** start of Selected passage **
Are You in The Flow?

Or are you stuck on the riverbank, caught in the debris of life?

How often are you experiencing synchronicities or serendipitous events? Synchronicities are meaningful coincidences, and Serendipitous events are those fortunate discoveries you make while searching for other things. Both happen more often when we’re in the flow of life, living appreciatively and joyfully, resisting nothing.

What can you do to live more in the flow of life where synchronicities and serendipitous events abound? Where you wake up in the morning, excited about possibilities you may not be able to conceive of?

Years ago when I was caught up in my usual busyness, a good friend said to me “Barbara, when you take time for yourself, realizations happen.” That advice has proven to be true over and over.

Spirit dwells in serendipity and synchronicity – I think it’s our angels ways of playing with us, letting us know we’re not alone; they’re paying attention, saying “Hi!”

When I think of times when I’m not living in the flow, it’s like I’m on the edge of the river, instead of in it. I’m clinging to the bank, or hanging out in an alcove focused on something else. I’m separate from the magic of life.

Obstacles that keep us from Living in Flow and the Antedotes  

1.  Busyness, including over-committing ourselves.The original meaning of busyness meant “care and anxiety” and “lively but meaningless activity”. How similar this is to “business!”

So many people wear busyness like a badge of honor, stating proudly “I’m SO busy!”, as if that’s always something good!
** end of Selected passage **
**Set problem 1:** In the essay on living in the flow, what are synchronicities defined as?
**Set problem 2:** Please print everything in the essay on living in the flow from "How often are" down to "over and over.".
**Set problem 3:** Carry the essay on living in the flow forward, starting after its final sentence.
** start of Extracted material **
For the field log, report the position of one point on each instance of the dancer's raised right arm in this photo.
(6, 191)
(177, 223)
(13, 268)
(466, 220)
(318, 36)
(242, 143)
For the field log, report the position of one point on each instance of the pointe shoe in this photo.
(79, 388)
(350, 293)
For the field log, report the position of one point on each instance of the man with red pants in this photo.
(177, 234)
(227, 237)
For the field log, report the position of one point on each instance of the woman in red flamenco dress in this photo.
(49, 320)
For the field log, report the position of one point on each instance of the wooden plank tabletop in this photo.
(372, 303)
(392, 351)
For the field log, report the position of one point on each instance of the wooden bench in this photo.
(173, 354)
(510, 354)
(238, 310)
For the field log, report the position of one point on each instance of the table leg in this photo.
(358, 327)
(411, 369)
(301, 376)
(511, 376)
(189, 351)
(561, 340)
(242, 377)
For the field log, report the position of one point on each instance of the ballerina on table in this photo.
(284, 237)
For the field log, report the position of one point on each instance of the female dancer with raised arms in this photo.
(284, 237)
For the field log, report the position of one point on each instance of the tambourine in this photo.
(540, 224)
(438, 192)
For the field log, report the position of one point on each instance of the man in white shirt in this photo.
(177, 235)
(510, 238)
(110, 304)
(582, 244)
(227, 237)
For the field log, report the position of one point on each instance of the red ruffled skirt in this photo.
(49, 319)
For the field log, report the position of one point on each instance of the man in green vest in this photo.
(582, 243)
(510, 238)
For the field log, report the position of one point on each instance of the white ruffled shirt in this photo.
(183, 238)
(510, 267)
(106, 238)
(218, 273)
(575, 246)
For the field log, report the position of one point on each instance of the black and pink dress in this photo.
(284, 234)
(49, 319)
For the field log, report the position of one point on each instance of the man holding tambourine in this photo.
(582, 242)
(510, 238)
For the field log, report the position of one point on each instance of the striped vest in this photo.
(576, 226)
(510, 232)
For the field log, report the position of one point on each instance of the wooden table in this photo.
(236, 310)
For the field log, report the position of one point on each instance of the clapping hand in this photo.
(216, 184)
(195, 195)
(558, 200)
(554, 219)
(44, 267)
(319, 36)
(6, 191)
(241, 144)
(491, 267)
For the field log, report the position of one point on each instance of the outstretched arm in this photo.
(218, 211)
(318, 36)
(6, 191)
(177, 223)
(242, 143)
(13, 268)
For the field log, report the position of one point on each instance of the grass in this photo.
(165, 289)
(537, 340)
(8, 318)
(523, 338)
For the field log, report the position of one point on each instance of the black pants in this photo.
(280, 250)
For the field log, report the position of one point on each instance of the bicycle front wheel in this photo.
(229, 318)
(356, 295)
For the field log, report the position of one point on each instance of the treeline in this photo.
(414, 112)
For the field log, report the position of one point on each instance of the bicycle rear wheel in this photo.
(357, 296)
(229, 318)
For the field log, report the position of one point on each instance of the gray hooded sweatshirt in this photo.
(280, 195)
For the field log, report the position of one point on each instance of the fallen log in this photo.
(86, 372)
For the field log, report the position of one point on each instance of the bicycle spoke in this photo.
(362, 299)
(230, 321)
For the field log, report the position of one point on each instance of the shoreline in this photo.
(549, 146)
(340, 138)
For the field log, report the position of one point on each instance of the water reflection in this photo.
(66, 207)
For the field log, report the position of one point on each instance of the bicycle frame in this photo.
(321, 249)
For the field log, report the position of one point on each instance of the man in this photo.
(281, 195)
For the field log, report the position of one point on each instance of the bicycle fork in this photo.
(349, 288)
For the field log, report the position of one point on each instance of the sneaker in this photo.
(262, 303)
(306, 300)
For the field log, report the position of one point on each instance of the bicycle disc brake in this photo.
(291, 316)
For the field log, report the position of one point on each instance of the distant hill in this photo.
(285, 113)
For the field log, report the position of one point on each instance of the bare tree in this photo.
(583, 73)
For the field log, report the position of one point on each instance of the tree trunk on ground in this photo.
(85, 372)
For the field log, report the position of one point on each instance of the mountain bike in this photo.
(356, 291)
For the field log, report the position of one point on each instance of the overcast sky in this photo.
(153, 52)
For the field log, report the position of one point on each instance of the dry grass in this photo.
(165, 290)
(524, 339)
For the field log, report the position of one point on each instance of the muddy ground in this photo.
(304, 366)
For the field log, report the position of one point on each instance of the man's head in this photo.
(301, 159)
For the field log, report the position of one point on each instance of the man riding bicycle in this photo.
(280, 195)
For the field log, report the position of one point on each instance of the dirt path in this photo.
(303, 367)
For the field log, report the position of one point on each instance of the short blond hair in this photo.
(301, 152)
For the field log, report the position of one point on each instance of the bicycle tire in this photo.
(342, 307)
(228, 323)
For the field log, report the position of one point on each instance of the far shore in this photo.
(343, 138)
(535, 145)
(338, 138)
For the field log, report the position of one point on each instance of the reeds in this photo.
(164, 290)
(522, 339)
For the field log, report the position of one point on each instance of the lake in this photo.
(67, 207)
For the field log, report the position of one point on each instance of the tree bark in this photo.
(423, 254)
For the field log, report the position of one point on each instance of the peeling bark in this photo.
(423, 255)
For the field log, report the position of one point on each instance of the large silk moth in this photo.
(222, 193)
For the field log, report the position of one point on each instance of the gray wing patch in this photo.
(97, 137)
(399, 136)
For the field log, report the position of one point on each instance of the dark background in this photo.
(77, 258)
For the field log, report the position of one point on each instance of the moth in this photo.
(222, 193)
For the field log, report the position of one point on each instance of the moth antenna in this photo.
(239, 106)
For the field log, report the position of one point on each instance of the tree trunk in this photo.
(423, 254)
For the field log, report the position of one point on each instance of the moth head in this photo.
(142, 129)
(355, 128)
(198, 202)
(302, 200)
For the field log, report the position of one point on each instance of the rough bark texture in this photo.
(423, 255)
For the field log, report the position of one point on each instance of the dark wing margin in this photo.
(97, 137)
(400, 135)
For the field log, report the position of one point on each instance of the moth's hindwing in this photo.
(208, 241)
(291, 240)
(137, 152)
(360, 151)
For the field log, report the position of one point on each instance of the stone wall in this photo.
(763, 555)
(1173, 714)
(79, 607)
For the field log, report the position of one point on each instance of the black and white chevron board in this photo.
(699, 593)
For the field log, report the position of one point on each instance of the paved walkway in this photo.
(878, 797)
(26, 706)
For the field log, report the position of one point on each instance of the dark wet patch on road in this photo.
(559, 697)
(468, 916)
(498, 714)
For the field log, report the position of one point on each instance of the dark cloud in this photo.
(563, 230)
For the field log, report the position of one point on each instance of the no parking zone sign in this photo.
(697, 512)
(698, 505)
** end of Extracted material **
**Exercise output 1:** Meaningful coincidences.

**Exercise output 2:**
How often are you experiencing synchronicities or serendipitous events? Synchronicities are meaningful coincidences, and Serendipitous events are those fortunate discoveries you make while searching for other things. Both happen more often when we’re in the flow of life, living appreciatively and joyfully, resisting nothing.

What can you do to live more in the flow of life where synchronicities and serendipitous events abound? Where you wake up in the morning, excited about possibilities you may not be able to conceive of?

Years ago when I was caught up in my usual busyness, a good friend said to me “Barbara, when you take time for yourself, realizations happen.” That advice has proven to be true over and over.

**Exercise output 3:**
Believing we have more to do than time to do it is a recipe for stress and overwhelm. Yet it’s so easy to live like a horse with blinders on, focused on our “to do” list, feeling contracted and tight.

When we believe we have plenty of time and space for what’s important, we relax. We’re more open, and feel more spacious – the blinders are off. This is when spirit can come through.

Scheduling empty space that’s sacred, where you have no plan is an antedote to this. Space that’s a time to be free to do what feels right in the moment including nothing.  I often coach my high achieving clients to do this and do less, not more.

2.  Planning everything in advance  - is another thing that goes along with busyness and overcommitting.

There are benefits and detriments to being a planner. The key is to balance planning with spontaneity, to keep things fresh.

If you plan everything, there’s no space for something new or unexpected to enter your life and your muscles for being child-like get flabby.

One way to be more spontaneious is to leave space in your day for it, and do at least one spontaneous thing each day.

3.   Staying in your routine or rut. If you don’t shake things up with diversity and new experiences, you get bored; stagnant. How do you shake it up?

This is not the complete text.